Task statement: Among the entries below, how many lines contain the string "blue"? Only the number, please.
Segment Start: Dataset excerpts
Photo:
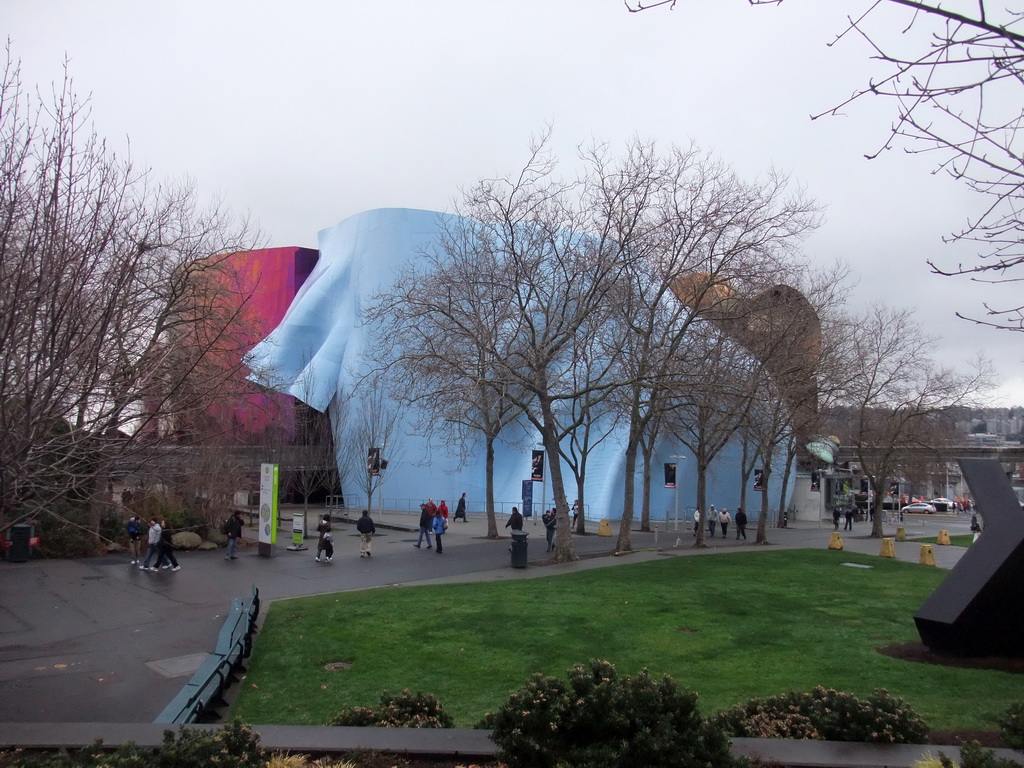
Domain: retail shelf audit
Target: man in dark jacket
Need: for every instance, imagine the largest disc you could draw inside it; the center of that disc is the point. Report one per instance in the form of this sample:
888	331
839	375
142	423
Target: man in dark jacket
232	528
367	530
515	521
426	520
740	523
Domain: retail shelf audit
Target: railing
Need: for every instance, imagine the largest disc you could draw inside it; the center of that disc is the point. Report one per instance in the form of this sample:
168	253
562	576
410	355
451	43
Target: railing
206	687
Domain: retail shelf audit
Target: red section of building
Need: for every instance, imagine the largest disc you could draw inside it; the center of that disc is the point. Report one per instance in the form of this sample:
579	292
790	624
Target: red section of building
265	282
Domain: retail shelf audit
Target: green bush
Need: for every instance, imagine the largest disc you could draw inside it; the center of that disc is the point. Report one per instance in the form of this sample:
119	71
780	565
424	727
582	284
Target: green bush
973	755
826	714
1012	726
403	710
601	720
235	745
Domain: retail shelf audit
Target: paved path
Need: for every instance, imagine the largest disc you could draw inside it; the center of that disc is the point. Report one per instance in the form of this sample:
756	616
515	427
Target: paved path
98	641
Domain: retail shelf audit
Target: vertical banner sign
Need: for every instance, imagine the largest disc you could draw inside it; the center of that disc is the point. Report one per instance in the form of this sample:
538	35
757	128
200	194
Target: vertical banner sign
537	472
267	508
527	499
670	475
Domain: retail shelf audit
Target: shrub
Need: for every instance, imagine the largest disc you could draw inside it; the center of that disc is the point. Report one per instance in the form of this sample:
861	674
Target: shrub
231	747
826	714
403	710
600	720
973	755
1012	726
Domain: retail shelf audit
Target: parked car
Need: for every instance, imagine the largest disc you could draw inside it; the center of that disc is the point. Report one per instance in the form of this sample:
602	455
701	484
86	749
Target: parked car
919	508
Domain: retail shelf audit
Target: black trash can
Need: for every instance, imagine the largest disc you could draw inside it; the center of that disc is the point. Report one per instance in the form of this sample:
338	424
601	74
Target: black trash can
19	544
519	549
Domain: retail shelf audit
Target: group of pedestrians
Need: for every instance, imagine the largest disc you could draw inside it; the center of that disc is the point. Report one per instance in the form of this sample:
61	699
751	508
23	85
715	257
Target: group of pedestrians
160	545
434	519
721	520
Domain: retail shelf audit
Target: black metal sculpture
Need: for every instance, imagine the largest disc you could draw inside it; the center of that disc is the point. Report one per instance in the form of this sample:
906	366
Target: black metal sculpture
978	610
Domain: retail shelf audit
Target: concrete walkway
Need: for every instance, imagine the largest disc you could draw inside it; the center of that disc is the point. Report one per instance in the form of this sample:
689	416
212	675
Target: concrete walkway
98	641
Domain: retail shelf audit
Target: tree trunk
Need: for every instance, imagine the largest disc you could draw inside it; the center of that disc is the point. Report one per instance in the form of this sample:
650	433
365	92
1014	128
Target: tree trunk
763	517
701	502
489	489
625	541
648	452
564	549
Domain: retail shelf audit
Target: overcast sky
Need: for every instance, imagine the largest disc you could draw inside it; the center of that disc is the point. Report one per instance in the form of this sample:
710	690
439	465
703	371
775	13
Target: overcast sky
302	114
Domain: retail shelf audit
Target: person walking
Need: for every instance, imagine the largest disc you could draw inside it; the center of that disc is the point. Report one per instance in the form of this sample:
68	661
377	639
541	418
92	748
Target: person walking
514	521
233	530
165	550
153	540
439	525
426	520
326	542
740	523
134	528
550	518
367	529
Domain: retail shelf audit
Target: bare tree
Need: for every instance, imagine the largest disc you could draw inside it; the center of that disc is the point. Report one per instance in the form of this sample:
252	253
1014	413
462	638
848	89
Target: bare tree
898	395
110	328
707	237
710	409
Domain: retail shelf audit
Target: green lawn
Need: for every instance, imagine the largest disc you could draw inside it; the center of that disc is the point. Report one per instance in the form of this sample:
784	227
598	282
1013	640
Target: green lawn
729	627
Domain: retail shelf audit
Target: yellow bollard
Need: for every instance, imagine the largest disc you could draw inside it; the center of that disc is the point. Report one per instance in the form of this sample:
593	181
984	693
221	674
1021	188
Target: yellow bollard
927	556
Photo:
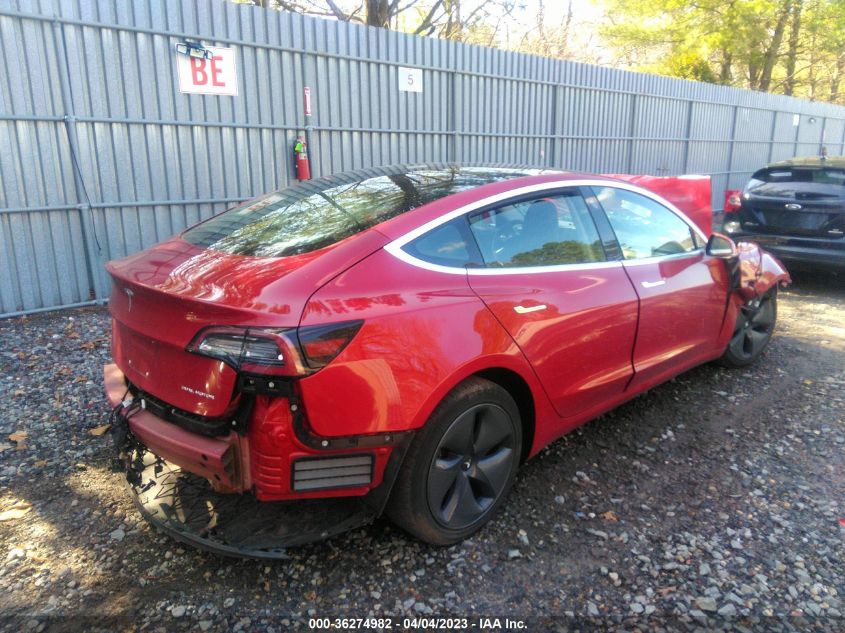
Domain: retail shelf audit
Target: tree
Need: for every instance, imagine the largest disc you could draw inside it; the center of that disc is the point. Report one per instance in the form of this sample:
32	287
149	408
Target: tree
451	19
796	47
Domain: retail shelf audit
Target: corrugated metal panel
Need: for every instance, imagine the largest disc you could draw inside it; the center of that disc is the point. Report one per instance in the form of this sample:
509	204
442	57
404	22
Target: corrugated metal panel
103	155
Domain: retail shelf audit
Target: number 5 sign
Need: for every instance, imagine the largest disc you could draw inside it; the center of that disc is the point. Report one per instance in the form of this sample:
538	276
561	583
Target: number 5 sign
410	79
215	76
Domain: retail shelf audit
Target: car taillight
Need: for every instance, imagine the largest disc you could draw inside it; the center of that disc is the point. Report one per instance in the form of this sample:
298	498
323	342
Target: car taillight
322	343
275	351
252	350
733	200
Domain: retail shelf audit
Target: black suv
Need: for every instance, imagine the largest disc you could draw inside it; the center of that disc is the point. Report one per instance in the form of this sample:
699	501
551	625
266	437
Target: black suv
796	210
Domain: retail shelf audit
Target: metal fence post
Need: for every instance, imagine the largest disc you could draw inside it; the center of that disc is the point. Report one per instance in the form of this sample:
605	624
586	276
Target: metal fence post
453	113
688	136
556	131
733	143
772	136
632	132
69	120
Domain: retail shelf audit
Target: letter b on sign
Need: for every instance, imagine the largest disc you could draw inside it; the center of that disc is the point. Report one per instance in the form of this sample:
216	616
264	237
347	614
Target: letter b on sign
215	76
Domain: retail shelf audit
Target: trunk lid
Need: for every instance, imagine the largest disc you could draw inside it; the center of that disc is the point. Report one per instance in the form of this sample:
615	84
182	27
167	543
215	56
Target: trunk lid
802	200
806	214
163	296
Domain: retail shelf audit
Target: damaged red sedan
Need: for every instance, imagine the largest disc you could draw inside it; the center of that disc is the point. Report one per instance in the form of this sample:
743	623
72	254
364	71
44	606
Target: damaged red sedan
399	340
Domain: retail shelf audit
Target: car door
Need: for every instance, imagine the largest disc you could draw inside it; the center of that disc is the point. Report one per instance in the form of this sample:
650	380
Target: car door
547	279
682	291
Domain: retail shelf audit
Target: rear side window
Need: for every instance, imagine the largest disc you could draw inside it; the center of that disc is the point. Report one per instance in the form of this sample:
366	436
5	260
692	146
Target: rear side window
553	230
797	182
317	214
446	245
644	227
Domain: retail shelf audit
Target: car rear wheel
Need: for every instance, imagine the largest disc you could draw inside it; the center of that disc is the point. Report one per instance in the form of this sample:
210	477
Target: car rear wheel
755	324
460	466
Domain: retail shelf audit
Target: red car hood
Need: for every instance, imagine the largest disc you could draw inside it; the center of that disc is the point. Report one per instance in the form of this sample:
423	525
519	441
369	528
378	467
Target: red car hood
163	296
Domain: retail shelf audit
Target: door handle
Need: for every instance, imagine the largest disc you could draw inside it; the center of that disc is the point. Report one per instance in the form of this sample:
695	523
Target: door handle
526	310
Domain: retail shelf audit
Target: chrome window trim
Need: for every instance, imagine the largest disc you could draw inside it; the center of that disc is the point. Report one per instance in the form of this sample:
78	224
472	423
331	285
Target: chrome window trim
662	258
395	247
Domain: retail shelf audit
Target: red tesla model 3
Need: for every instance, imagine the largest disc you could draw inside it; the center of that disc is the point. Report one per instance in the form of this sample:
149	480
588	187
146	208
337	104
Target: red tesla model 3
398	340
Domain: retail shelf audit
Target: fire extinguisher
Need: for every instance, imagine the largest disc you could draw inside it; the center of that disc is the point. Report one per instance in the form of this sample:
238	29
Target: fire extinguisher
300	150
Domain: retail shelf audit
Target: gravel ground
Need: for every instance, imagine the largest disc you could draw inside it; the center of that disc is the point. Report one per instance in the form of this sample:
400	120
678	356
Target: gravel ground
714	501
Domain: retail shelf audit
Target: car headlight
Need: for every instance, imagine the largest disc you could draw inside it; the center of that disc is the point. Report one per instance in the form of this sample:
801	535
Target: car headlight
731	226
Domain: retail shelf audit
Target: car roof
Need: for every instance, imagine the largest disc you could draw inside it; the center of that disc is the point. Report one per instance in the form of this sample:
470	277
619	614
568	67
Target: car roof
811	162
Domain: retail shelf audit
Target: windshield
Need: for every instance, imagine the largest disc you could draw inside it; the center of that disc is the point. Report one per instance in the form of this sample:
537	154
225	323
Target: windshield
801	183
319	213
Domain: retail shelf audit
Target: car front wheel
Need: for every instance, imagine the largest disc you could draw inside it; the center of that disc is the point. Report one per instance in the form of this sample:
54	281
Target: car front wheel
460	466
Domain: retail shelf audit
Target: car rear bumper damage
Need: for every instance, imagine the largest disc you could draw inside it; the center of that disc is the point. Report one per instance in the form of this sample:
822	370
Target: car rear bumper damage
200	491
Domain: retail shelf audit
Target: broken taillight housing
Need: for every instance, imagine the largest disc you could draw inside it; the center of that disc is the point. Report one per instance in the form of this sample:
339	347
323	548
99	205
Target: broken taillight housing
275	351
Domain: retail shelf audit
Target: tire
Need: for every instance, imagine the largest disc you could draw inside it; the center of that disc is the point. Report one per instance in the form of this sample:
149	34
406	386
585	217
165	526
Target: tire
755	325
460	466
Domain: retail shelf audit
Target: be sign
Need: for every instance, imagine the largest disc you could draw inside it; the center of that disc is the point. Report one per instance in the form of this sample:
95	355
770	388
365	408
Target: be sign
215	76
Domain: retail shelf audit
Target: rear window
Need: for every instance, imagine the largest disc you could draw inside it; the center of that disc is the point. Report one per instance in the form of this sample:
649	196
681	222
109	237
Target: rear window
796	182
317	214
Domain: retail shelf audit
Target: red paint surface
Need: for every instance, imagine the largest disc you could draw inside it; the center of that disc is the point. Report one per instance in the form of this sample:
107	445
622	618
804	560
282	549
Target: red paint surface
602	338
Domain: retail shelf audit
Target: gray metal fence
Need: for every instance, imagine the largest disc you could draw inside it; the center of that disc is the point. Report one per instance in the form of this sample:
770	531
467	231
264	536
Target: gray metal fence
101	155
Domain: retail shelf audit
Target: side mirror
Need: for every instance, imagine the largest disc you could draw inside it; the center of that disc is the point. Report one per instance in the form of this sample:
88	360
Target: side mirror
721	246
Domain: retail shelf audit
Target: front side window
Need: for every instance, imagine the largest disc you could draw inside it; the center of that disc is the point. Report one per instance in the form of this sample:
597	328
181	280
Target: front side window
644	227
552	230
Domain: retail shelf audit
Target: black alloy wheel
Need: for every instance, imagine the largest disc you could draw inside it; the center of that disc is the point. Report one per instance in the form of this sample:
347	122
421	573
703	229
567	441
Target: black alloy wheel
471	466
460	465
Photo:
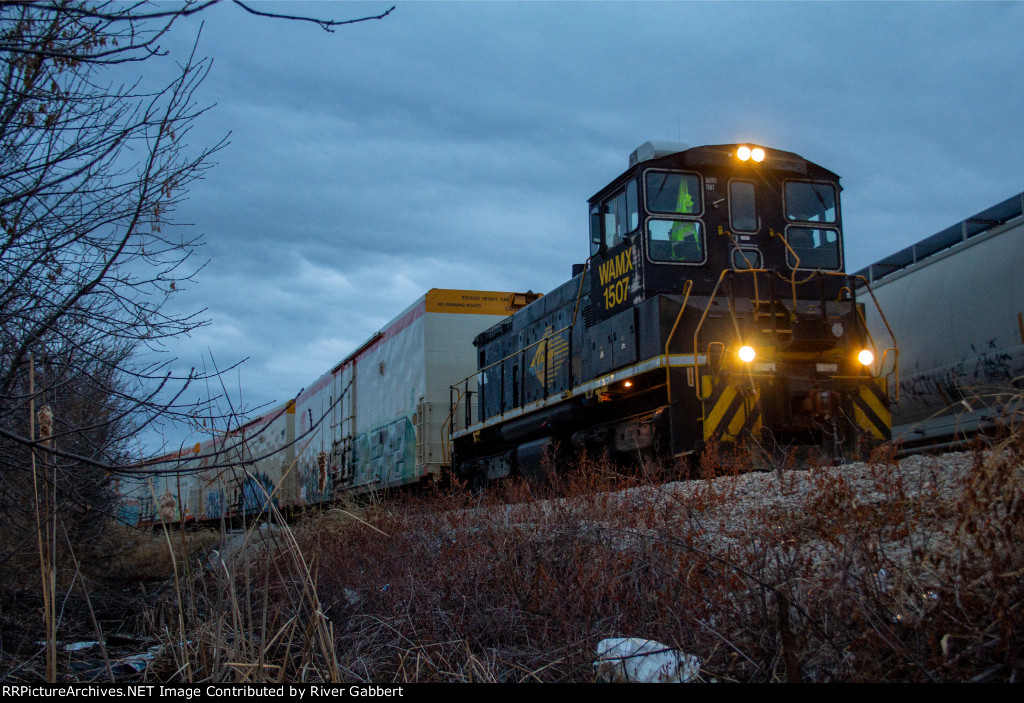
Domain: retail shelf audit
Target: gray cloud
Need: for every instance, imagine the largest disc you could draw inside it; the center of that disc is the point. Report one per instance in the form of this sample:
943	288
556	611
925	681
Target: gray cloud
455	144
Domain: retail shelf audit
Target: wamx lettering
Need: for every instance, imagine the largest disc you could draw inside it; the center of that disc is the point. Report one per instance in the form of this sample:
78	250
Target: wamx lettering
614	277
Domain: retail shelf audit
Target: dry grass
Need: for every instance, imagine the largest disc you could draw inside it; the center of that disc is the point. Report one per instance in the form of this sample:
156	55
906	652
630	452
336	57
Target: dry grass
865	572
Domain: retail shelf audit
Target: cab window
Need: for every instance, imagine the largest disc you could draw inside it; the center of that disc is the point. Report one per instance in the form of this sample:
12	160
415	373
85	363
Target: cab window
675	240
742	207
616	217
810	202
673	192
745	258
815	248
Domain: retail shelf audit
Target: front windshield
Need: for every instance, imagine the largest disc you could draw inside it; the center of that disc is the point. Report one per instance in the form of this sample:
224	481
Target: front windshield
810	202
675	240
673	192
814	248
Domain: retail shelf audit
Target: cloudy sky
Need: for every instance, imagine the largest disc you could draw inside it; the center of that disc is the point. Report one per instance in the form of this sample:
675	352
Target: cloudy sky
454	144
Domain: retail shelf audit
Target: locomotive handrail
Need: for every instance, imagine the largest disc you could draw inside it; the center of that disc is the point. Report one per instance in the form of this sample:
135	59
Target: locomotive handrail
682	308
545	340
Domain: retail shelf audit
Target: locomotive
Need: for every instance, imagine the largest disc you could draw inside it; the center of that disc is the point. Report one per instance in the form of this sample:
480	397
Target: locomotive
714	308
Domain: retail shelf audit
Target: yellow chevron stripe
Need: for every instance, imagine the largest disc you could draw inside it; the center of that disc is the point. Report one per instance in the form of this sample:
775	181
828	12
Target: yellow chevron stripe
718	412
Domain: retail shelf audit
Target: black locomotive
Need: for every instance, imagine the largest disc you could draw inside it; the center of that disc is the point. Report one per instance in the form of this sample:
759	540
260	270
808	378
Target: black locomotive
714	308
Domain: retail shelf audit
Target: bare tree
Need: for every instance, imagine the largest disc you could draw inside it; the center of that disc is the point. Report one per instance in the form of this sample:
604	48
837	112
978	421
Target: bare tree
91	171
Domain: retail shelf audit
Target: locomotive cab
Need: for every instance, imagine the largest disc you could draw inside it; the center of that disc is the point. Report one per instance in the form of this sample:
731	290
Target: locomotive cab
714	308
682	214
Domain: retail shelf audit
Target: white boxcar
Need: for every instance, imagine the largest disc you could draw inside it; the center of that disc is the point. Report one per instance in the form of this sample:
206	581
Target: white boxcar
377	420
955	303
380	418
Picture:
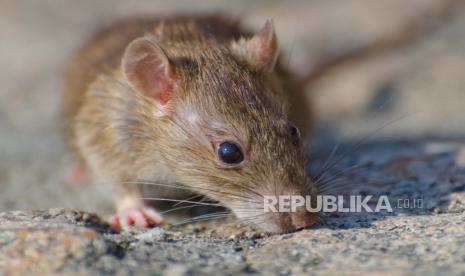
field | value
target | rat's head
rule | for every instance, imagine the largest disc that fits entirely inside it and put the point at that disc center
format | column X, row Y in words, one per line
column 220, row 118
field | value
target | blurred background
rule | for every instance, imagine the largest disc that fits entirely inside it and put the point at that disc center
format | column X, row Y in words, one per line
column 367, row 64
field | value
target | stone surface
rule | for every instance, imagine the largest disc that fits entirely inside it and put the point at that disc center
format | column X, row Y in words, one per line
column 407, row 96
column 426, row 238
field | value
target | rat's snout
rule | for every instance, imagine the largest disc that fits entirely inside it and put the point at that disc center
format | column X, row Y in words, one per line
column 290, row 211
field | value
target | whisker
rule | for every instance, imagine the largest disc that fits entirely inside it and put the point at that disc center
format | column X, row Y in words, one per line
column 180, row 200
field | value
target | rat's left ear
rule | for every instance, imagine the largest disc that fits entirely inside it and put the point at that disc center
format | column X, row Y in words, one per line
column 260, row 51
column 148, row 69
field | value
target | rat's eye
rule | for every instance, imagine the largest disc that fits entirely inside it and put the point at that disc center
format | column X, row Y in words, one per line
column 295, row 134
column 230, row 153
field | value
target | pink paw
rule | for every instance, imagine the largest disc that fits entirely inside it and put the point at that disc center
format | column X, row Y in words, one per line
column 139, row 216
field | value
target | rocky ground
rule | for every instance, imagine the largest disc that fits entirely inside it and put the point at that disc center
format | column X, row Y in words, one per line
column 389, row 70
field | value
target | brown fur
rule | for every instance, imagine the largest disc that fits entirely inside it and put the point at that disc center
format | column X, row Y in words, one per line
column 220, row 97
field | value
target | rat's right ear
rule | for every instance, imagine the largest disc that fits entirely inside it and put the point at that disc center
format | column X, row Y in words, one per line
column 148, row 69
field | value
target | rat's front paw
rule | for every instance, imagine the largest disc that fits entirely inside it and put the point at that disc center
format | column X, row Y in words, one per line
column 139, row 216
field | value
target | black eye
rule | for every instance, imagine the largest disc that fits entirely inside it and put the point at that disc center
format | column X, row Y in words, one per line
column 230, row 153
column 295, row 135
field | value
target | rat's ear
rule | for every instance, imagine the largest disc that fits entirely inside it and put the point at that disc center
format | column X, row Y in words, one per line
column 148, row 69
column 261, row 51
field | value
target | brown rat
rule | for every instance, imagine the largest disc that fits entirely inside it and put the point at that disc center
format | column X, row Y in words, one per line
column 195, row 100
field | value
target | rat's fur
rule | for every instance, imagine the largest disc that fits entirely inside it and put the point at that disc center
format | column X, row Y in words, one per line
column 220, row 96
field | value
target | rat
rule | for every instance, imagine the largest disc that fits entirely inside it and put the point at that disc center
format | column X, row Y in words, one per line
column 195, row 100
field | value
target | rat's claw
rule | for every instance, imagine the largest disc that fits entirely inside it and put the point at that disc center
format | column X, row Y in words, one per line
column 138, row 216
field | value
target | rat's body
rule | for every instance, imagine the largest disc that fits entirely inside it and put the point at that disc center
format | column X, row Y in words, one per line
column 191, row 100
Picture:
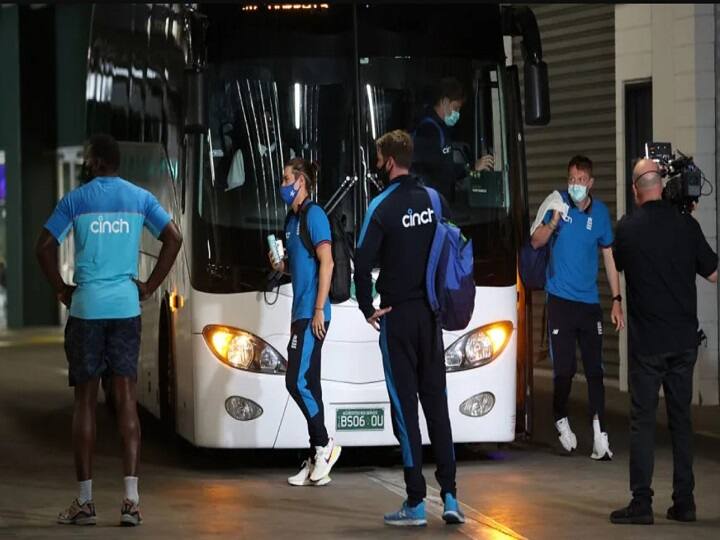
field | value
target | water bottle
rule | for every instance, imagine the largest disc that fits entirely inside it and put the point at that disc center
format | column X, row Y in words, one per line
column 272, row 244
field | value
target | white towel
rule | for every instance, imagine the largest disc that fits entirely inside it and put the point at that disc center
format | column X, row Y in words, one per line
column 554, row 201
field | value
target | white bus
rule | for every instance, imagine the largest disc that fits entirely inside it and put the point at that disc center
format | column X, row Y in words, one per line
column 209, row 104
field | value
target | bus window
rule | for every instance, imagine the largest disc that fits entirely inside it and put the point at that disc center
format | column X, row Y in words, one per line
column 280, row 84
column 450, row 156
column 256, row 126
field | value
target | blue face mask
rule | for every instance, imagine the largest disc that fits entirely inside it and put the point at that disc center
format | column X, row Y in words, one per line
column 452, row 118
column 288, row 193
column 577, row 192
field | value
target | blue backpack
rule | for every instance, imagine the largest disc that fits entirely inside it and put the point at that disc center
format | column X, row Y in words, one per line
column 534, row 262
column 449, row 279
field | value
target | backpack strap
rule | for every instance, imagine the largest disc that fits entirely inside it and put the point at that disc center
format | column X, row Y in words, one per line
column 435, row 202
column 304, row 231
column 431, row 120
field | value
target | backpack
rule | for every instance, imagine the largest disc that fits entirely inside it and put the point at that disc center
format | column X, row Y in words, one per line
Segment End: Dataset excerpts
Result: 2